**WHAT IS NEEDED**.
Locate every line in the rows below that contains the string "male", and copy each of those lines in full.

[Point-based annotation data]

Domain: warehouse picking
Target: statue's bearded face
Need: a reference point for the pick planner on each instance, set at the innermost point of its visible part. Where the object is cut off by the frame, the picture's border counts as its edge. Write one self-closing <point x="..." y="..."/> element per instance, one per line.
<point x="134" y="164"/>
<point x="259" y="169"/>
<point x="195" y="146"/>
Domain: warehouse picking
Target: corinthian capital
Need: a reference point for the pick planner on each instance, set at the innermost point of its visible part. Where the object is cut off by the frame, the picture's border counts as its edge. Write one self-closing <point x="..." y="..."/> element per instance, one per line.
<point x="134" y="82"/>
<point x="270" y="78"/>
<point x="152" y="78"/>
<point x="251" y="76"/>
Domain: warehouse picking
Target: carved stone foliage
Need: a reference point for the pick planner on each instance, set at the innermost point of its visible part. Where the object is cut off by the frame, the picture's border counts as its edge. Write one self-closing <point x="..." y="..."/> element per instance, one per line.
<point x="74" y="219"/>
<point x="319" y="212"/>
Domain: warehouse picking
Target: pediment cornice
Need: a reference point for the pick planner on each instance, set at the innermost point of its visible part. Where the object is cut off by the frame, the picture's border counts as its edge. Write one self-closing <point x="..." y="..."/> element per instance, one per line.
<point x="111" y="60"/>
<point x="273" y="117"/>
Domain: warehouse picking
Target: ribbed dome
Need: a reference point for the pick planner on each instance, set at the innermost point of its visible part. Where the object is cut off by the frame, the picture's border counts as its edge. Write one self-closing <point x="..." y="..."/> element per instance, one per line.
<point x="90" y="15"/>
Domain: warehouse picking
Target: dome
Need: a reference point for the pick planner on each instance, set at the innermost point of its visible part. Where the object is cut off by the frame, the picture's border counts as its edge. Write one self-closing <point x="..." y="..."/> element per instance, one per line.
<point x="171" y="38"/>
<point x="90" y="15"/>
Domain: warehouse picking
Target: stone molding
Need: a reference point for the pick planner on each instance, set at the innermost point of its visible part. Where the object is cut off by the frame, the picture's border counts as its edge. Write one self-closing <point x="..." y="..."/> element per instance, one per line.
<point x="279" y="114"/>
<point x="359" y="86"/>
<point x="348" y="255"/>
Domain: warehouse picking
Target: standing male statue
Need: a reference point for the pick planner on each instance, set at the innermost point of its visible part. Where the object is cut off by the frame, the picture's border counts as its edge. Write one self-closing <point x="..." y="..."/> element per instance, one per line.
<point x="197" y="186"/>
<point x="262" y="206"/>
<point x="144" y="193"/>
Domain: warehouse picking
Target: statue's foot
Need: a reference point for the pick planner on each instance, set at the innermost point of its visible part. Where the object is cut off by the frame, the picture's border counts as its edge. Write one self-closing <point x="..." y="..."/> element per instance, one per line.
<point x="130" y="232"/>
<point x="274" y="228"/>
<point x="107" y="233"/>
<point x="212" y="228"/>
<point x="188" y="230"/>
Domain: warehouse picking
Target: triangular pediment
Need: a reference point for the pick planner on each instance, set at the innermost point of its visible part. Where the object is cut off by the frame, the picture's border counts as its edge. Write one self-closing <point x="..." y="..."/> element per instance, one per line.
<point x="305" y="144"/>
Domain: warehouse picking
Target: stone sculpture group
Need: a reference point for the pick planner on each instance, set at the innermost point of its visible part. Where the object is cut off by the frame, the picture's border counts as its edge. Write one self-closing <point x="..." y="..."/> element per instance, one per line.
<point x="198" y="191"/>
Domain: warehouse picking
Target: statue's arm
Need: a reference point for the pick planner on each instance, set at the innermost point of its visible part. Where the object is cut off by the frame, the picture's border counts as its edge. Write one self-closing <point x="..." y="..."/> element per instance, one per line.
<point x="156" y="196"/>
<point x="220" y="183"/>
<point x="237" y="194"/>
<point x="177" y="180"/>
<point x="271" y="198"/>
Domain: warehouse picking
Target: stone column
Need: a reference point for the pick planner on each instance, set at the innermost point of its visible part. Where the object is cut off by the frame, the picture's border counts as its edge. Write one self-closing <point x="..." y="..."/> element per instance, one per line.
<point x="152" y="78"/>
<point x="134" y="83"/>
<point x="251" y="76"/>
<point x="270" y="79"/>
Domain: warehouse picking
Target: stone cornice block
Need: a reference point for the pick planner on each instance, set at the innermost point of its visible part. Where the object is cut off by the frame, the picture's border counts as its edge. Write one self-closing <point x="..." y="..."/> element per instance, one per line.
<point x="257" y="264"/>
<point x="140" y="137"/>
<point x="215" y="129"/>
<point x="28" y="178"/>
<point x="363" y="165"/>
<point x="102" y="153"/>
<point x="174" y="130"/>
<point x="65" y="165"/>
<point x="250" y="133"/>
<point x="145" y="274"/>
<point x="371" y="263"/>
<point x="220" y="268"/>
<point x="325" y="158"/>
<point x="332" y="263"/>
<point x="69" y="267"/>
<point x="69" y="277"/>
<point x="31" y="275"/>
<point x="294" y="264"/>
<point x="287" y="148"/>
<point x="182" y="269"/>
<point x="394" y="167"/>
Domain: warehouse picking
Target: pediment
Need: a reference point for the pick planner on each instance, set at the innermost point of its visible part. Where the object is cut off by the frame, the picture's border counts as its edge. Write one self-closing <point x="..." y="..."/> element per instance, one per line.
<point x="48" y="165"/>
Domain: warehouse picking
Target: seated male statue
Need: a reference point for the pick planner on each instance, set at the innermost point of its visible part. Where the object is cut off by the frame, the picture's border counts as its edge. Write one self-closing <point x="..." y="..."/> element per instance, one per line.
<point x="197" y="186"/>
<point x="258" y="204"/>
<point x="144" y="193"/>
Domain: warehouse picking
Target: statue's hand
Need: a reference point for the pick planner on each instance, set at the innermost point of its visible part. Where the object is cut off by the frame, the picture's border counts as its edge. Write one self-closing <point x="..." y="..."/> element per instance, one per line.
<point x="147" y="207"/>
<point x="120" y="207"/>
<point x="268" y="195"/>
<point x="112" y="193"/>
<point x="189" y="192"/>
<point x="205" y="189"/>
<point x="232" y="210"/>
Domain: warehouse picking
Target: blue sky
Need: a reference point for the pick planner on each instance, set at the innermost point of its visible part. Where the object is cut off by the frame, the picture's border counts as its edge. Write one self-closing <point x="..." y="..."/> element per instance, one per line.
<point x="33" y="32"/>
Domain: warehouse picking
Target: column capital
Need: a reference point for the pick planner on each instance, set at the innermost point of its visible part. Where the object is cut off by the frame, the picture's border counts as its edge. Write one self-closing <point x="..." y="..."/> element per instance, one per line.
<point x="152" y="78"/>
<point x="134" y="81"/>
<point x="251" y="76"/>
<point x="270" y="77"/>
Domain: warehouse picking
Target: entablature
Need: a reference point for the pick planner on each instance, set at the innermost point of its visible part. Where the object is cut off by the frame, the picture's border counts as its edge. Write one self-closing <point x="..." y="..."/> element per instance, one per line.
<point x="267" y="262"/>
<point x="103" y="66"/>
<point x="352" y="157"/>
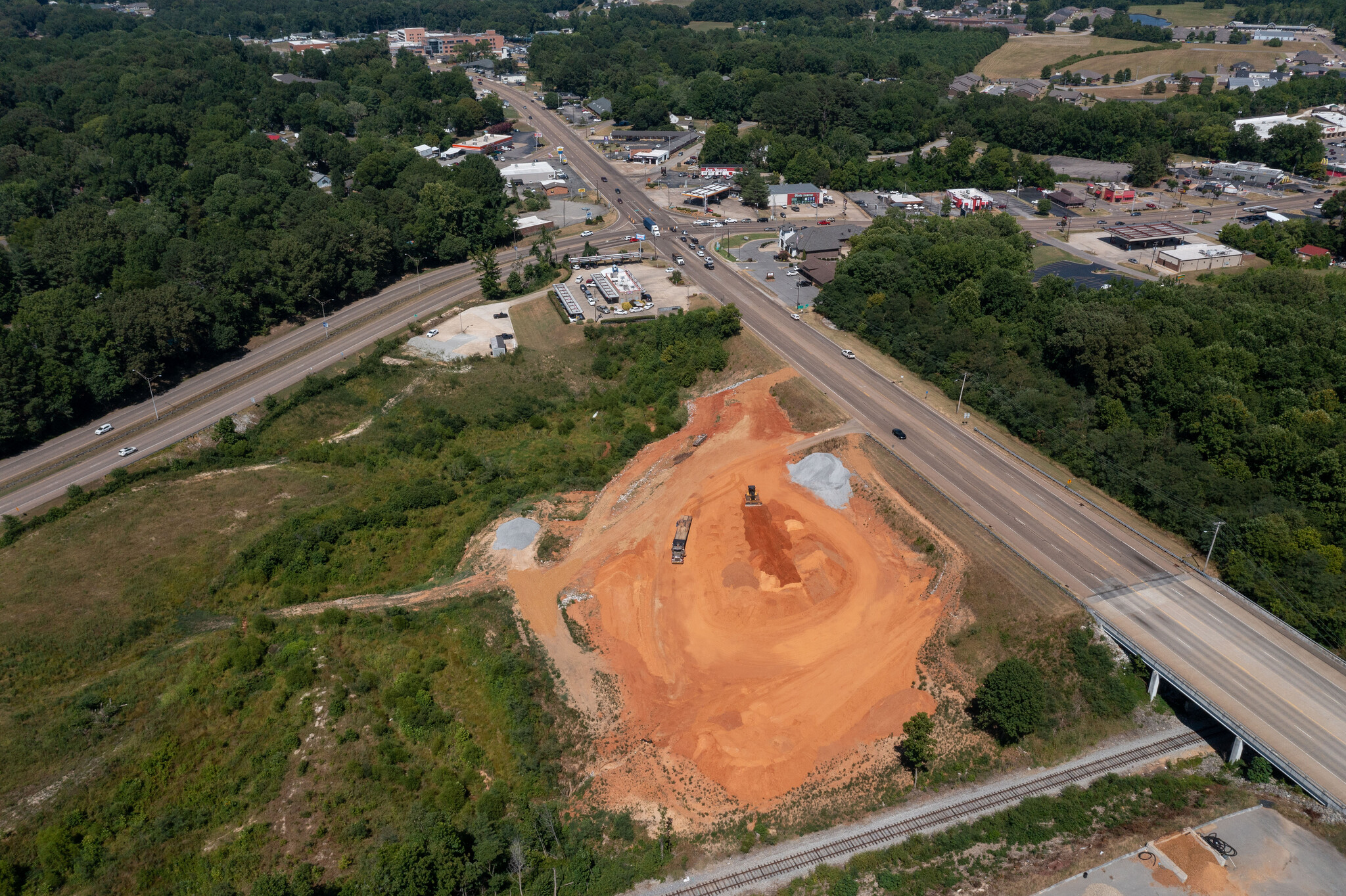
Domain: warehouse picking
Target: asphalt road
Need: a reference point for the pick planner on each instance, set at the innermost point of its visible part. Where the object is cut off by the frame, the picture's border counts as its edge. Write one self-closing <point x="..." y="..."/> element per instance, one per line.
<point x="42" y="474"/>
<point x="1279" y="693"/>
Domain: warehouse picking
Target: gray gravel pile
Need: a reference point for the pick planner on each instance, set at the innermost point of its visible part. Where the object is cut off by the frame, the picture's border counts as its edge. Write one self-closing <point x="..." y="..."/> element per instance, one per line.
<point x="516" y="535"/>
<point x="825" y="477"/>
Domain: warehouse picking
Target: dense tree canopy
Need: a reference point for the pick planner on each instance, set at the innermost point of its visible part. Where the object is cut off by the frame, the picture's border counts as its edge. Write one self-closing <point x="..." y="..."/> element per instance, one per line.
<point x="1189" y="403"/>
<point x="152" y="222"/>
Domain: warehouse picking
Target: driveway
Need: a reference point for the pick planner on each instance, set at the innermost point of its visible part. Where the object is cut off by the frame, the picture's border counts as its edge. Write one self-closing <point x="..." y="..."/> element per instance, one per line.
<point x="755" y="263"/>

**WRITTEN SOLUTION**.
Target: standing male statue
Target: seated male statue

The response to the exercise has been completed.